┌──
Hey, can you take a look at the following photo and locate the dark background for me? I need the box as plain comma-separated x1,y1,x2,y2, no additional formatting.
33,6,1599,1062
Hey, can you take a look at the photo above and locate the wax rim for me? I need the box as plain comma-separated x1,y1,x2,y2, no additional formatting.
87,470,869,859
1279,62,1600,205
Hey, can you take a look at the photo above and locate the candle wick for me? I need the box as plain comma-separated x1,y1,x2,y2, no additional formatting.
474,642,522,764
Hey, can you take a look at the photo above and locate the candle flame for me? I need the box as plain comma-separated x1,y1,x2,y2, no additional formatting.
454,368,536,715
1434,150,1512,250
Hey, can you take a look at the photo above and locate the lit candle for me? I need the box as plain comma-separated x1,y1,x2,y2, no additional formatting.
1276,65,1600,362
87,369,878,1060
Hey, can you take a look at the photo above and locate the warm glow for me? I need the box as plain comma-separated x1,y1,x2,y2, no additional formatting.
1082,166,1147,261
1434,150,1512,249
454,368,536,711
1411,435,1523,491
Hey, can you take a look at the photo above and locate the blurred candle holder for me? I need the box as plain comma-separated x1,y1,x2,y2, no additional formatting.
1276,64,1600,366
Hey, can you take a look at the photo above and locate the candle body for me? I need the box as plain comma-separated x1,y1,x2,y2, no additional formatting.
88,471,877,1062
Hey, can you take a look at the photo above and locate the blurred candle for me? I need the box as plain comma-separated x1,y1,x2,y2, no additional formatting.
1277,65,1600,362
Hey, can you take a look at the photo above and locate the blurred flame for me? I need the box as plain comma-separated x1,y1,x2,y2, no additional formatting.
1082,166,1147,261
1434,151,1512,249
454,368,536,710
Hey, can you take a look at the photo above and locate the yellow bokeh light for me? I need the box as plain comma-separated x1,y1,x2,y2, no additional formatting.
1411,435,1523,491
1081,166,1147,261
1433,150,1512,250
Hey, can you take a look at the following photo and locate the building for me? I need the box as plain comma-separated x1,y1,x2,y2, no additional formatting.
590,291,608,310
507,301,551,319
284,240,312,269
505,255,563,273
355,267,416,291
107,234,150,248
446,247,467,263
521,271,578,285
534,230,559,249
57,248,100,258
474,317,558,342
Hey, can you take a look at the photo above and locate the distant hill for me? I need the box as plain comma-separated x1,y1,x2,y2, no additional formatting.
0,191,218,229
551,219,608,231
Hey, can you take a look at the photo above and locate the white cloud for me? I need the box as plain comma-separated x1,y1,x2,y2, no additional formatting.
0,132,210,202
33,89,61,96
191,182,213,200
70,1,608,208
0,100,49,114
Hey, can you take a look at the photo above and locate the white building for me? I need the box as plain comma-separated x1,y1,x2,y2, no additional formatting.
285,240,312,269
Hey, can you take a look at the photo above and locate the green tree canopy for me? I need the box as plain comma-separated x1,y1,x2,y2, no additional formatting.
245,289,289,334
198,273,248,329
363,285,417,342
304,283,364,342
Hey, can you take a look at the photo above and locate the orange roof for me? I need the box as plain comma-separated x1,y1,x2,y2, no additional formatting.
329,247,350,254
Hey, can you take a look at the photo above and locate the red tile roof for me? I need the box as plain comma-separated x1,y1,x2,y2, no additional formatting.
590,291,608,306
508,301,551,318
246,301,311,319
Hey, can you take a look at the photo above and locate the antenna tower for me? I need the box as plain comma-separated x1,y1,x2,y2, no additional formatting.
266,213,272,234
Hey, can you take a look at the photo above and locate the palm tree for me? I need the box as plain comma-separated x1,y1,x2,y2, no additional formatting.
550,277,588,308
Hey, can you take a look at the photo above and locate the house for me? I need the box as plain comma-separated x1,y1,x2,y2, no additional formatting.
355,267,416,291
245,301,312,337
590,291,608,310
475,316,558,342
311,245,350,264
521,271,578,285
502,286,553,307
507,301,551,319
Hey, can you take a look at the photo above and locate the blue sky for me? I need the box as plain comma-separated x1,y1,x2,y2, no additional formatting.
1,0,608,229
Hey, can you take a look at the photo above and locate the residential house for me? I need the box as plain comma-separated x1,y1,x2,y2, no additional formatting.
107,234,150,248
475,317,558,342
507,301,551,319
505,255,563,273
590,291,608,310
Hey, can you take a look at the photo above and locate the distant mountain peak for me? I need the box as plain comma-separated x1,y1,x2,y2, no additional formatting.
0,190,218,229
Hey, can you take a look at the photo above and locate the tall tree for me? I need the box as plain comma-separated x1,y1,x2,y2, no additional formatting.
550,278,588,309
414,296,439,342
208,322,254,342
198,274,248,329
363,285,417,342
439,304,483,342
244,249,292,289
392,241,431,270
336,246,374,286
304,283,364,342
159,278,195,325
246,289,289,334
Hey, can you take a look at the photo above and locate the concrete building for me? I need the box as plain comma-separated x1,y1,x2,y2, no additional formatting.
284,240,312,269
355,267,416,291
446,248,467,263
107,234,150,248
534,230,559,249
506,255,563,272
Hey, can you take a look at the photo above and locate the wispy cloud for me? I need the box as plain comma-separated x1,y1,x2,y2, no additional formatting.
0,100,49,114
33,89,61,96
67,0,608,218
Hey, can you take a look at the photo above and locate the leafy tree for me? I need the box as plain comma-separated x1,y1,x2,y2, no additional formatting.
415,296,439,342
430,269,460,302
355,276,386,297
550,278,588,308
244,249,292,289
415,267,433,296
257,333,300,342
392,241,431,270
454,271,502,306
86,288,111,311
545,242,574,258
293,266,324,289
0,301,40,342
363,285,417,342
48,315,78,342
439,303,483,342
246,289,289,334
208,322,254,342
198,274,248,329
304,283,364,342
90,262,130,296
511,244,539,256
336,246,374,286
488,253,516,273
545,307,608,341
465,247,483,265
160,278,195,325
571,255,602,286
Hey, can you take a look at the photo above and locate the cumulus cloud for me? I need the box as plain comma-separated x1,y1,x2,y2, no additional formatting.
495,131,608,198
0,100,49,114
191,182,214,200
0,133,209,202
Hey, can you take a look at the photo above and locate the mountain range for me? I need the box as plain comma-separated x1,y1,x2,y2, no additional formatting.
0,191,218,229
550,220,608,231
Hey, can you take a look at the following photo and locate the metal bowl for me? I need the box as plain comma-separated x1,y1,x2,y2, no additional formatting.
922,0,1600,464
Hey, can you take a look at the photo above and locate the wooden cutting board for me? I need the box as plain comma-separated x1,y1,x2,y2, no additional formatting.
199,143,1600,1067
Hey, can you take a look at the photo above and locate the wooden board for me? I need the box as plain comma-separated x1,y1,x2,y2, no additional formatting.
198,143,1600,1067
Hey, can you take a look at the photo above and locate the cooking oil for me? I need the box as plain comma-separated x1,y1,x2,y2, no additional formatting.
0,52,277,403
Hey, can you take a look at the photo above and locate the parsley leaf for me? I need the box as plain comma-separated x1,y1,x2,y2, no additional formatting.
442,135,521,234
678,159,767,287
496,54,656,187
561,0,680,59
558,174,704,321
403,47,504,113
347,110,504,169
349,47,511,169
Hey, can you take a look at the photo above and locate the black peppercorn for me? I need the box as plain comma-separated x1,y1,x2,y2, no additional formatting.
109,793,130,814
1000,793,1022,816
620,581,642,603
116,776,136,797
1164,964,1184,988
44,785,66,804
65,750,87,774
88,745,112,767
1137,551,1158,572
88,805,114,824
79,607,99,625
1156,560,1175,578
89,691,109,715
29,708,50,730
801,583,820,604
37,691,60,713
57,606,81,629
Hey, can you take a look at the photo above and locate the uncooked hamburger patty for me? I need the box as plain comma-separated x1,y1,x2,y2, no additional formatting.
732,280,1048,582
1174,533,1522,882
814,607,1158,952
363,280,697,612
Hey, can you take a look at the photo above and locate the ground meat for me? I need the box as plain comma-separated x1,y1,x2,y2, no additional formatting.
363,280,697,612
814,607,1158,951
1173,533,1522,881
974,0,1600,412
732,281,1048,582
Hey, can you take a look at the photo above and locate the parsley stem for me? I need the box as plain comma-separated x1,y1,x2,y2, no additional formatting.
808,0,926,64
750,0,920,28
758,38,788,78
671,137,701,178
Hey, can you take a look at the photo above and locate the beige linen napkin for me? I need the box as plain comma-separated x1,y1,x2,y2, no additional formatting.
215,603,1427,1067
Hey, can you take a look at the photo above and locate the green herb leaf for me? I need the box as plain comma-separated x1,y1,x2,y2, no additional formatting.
└──
- _Your task_
From the line holding "the parsley stem" to the final line of the data, output each line exactly and nothing more.

- _Solution for this problem_
Hey, can you take a look at the photo above and locate the parsley stem for me? I need the box as plain comma-separated x1,y1,x2,y2, no additional formatting.
808,0,926,64
750,0,920,28
758,38,788,78
671,137,701,178
Hey, can you take a look at the photo above and locate the beige linen napkin for me? I need the box as plain comma-separated x1,y1,x2,y2, no additional formatting.
215,603,1427,1067
Hey, can you take a look at the photo above and locate the green herb leaf for me? I need the box as plain comma-separated x1,y1,x2,y2, no additional formatting.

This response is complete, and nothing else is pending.